Print the complete set of entries exactly.
━━━━━━━━━━━━━━━━
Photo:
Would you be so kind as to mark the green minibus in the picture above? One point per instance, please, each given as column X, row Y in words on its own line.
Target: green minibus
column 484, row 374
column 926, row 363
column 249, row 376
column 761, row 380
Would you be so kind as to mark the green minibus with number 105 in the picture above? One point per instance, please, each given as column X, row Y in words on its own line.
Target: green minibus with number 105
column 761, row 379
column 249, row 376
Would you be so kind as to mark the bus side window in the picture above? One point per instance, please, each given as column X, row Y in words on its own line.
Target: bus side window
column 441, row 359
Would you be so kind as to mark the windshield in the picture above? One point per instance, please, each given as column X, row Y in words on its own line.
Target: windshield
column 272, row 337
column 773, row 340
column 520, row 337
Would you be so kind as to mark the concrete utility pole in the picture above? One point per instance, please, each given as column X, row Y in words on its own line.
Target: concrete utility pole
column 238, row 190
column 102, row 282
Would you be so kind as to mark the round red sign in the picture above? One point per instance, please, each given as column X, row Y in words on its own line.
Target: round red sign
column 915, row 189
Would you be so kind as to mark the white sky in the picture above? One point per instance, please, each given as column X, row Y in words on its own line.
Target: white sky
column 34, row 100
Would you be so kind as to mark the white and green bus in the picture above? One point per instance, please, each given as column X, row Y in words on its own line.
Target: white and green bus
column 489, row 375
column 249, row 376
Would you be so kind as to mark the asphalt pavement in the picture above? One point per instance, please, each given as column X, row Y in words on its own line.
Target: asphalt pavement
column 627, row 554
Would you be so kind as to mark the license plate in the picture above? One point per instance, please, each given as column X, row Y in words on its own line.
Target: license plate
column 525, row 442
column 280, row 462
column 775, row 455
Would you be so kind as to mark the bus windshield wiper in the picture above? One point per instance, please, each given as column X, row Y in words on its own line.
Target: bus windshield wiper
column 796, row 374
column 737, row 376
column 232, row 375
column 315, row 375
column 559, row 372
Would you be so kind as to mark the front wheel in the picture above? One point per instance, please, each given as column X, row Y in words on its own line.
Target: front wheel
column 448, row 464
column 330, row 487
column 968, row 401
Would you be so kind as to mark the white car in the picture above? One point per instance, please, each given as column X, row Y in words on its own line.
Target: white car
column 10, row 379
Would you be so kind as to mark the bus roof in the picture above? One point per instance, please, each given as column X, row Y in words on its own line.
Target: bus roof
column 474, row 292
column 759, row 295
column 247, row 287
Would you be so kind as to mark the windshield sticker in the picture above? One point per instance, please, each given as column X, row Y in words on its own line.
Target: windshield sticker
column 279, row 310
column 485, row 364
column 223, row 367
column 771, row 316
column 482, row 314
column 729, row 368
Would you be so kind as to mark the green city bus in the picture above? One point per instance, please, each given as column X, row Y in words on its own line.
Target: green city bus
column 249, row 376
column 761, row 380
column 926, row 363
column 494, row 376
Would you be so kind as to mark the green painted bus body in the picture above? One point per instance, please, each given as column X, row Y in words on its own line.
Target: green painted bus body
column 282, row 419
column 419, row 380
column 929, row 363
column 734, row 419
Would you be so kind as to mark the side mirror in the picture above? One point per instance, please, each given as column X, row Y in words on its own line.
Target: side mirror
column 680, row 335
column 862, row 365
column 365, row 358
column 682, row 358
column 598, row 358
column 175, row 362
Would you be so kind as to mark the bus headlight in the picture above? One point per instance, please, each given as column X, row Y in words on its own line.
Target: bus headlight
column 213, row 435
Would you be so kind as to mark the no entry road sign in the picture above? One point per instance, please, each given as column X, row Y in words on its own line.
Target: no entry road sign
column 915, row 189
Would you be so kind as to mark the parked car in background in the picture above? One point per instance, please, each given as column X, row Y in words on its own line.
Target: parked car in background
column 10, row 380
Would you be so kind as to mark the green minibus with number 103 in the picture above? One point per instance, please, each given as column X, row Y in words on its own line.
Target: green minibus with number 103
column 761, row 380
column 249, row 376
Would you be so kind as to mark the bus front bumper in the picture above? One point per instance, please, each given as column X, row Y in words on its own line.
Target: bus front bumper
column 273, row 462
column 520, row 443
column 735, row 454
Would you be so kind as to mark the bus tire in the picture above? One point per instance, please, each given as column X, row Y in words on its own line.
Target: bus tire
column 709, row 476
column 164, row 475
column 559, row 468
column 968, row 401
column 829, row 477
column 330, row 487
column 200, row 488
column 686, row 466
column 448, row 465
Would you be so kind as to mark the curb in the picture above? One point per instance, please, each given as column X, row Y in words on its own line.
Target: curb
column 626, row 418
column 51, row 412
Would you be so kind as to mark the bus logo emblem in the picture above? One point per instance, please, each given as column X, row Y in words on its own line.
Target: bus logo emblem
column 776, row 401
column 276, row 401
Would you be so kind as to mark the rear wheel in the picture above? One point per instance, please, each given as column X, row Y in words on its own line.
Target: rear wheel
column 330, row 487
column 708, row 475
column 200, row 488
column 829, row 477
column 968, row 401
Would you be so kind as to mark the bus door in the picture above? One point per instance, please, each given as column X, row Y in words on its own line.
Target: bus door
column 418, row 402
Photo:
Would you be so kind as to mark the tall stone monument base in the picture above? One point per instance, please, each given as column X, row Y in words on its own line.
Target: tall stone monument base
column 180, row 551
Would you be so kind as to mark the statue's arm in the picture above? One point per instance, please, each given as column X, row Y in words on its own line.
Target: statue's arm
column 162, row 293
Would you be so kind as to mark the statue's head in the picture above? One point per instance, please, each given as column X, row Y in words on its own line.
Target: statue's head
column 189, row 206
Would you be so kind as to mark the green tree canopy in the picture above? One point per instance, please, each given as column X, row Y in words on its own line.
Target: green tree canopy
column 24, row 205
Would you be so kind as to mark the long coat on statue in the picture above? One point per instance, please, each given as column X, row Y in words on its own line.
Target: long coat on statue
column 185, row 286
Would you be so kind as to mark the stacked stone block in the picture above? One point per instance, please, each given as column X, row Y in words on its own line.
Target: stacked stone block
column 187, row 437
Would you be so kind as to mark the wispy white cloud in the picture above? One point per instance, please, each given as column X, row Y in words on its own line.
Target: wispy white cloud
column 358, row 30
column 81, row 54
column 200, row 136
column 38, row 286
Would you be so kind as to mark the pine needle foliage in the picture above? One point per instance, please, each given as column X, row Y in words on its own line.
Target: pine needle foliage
━━━━━━━━━━━━━━━━
# TASK SOLUTION:
Photo:
Would you be so kind as to mark the green minibus in the picture above? One point per instance, please, each given as column X, row Y in words on its own line.
Target: green minibus
column 484, row 374
column 926, row 363
column 249, row 376
column 761, row 380
Would you be so kind as to mark the green minibus with number 105 in the picture above? One point per instance, please, each given as column X, row Y in words on its own line.
Target: green minibus with number 105
column 761, row 379
column 249, row 376
Would you be so kind as to mark the bus side window in the picture above? One point per instance, please, each given as column X, row Y in words on its own line.
Target: bus side window
column 441, row 359
Would you be so kind as to mark the windshield in the picture above? One point per instance, please, each given as column X, row Y in words on its own line.
Target: windshield
column 272, row 337
column 773, row 340
column 520, row 337
Would you be so kind as to mark the concrete utility pole in the picture above? One point per instance, please, each given as column X, row Y in words on its own line.
Target: concrete utility pole
column 238, row 190
column 102, row 282
Would you be so kind as to mark the round red sign in the picture above? One point per instance, please, each given as column X, row Y in words on its own line.
Target: round red sign
column 915, row 189
Would you be so kind as to mark the white sky in the picture above? One point per instance, please, each given as column X, row Y in words on its own line.
Target: white sky
column 34, row 100
Would you be so kind as to mark the white and green bus in the picture above? One point per instance, please, each given as column X, row Y in words on its own line.
Target: white and green bus
column 489, row 375
column 249, row 376
Would you be so kind as to mark the asphalt pavement in the picture above? One point per instance, please, each given as column X, row Y in words on its own line.
Target: asphalt pavement
column 627, row 554
Would you be so kind as to mark the license plate in the picture above? One point per instance, please, each given as column X, row Y in words on its own line.
Target: license plate
column 525, row 442
column 280, row 462
column 775, row 455
Would you be so kind as to mark the bus windshield wiper in the picture above? One point per instance, please, each given as column X, row Y in words on its own line.
Target: bus windshield wiper
column 796, row 374
column 737, row 376
column 232, row 375
column 315, row 375
column 559, row 372
Would you be so kind as to mark the front wheel in the picture above? One point per instance, please, each given as column X, row Y in words on its own line.
Target: front wheel
column 448, row 464
column 330, row 487
column 968, row 401
Would you be so kind as to mark the white car in the picture above? One point per instance, please, each given as column X, row Y in words on its own line.
Target: white car
column 10, row 379
Would you be so kind as to mark the bus roof in the picture above? One point per instance, please, each given as column X, row Y in words on its own line.
Target: bus roof
column 474, row 292
column 759, row 295
column 247, row 287
Would you be so kind as to mark the windshield sticker in the picture above? One point per instance, please, each given as column X, row Y in words on its own line.
Target: windshield sticker
column 279, row 310
column 485, row 364
column 223, row 367
column 771, row 316
column 482, row 314
column 729, row 368
Would you be so kind as to mark the green city bus in the picture above? One point per instance, please, each given as column X, row Y in words on its own line.
Target: green city bus
column 249, row 376
column 761, row 380
column 926, row 363
column 494, row 376
Would you be so kind as to mark the green painted bus body in the picture above? One point per instance, please, each given as column X, row Y in words on its own line.
Target: green painted bus body
column 282, row 419
column 419, row 380
column 929, row 363
column 734, row 419
Would you be so kind as to mark the side mirror in the picture above? One point per instance, please, each given as column X, row Y in words on its own line.
Target: side mirror
column 680, row 335
column 862, row 365
column 365, row 358
column 682, row 358
column 598, row 358
column 175, row 362
Would you be so kind as to mark the bus headlight in the picture above? One point per instance, please, each given as column X, row Y in words on its own line.
Target: bus headlight
column 213, row 435
Would you be so kind as to mark the no entry road sign in the picture above? One point per instance, please, each given as column X, row Y in words on its own line.
Target: no entry road sign
column 915, row 189
Would you be so kind as to mark the parked car in background in the picture above? One point per instance, please, each given as column X, row Y in words on its own line.
Target: parked car in background
column 10, row 380
Would you be so kind as to mark the green minibus with number 103 in the picture above? One point per instance, please, each given as column X, row Y in words on its own line.
Target: green minibus with number 103
column 761, row 380
column 249, row 376
Would you be so kind as to mark the bus front bumper in the picture above? One point per instance, please, each given as column X, row Y in words on its own line.
Target: bus front bumper
column 273, row 462
column 520, row 443
column 735, row 454
Would you be so kind as to mark the bus tire in the picture above? One point per instance, please, each given as column X, row Y in words on its own line.
Target: bus tire
column 709, row 476
column 164, row 475
column 559, row 468
column 968, row 401
column 829, row 477
column 330, row 487
column 200, row 488
column 686, row 466
column 448, row 465
Would you be so kind as to mark the curb in the picture above? One point per instance, please, each given as column X, row Y in words on its own line.
Target: curb
column 626, row 418
column 51, row 412
Would you be so kind as to mark the bus logo emblem in the picture above? One point per instance, please, each given as column X, row Y in words on its own line.
Target: bus logo emblem
column 776, row 401
column 276, row 401
Would you be so kind as to mark the rear wheel in the picture above? One point per instance, please, each given as column X, row Y in words on its own line.
Target: rear wheel
column 330, row 487
column 708, row 475
column 200, row 488
column 829, row 477
column 968, row 401
Would you be so kind as to mark the bus door in the picture above? One point per instance, please, each given as column X, row Y in words on its own line.
Target: bus door
column 418, row 402
Photo:
Would you be so kind as to mark the tall stone monument base in the picture above? One point per instance, please, each given as column X, row Y in words on its own line.
Target: tall stone monument base
column 180, row 551
Would you be so kind as to mark the statue's arm in the picture above? One point per instance, please, each given as column X, row Y in words on its own line.
Target: statue's arm
column 162, row 293
Would you be so kind as to mark the statue's head in the picture above? One point per instance, please, each given as column X, row Y in words on its own line.
Target: statue's head
column 189, row 206
Would you be so kind as to mark the green tree canopy in the picture above? One point per instance, please, each given as column X, row Y in words on its own line.
Target: green tree canopy
column 24, row 205
Would you be so kind as to mark the long coat on statue in the picture above? One point per instance, please, each given as column X, row Y in words on its own line.
Target: long coat on statue
column 185, row 286
Would you be so kind as to mark the stacked stone block in the picture above? One point per instance, please, each given as column X, row Y in words on its own line.
Target: stacked stone block
column 187, row 437
Would you be so kind as to mark the wispy white cloud in the picture above? One point per instance, please, each given as column X, row Y in words on its own line.
Target: wispy white cloud
column 358, row 30
column 81, row 54
column 200, row 136
column 38, row 286
Would you be so kind as to mark the pine needle foliage in the picture above? One point per instance, please, each given as column X, row Y in words on its own line.
Target: pine needle foliage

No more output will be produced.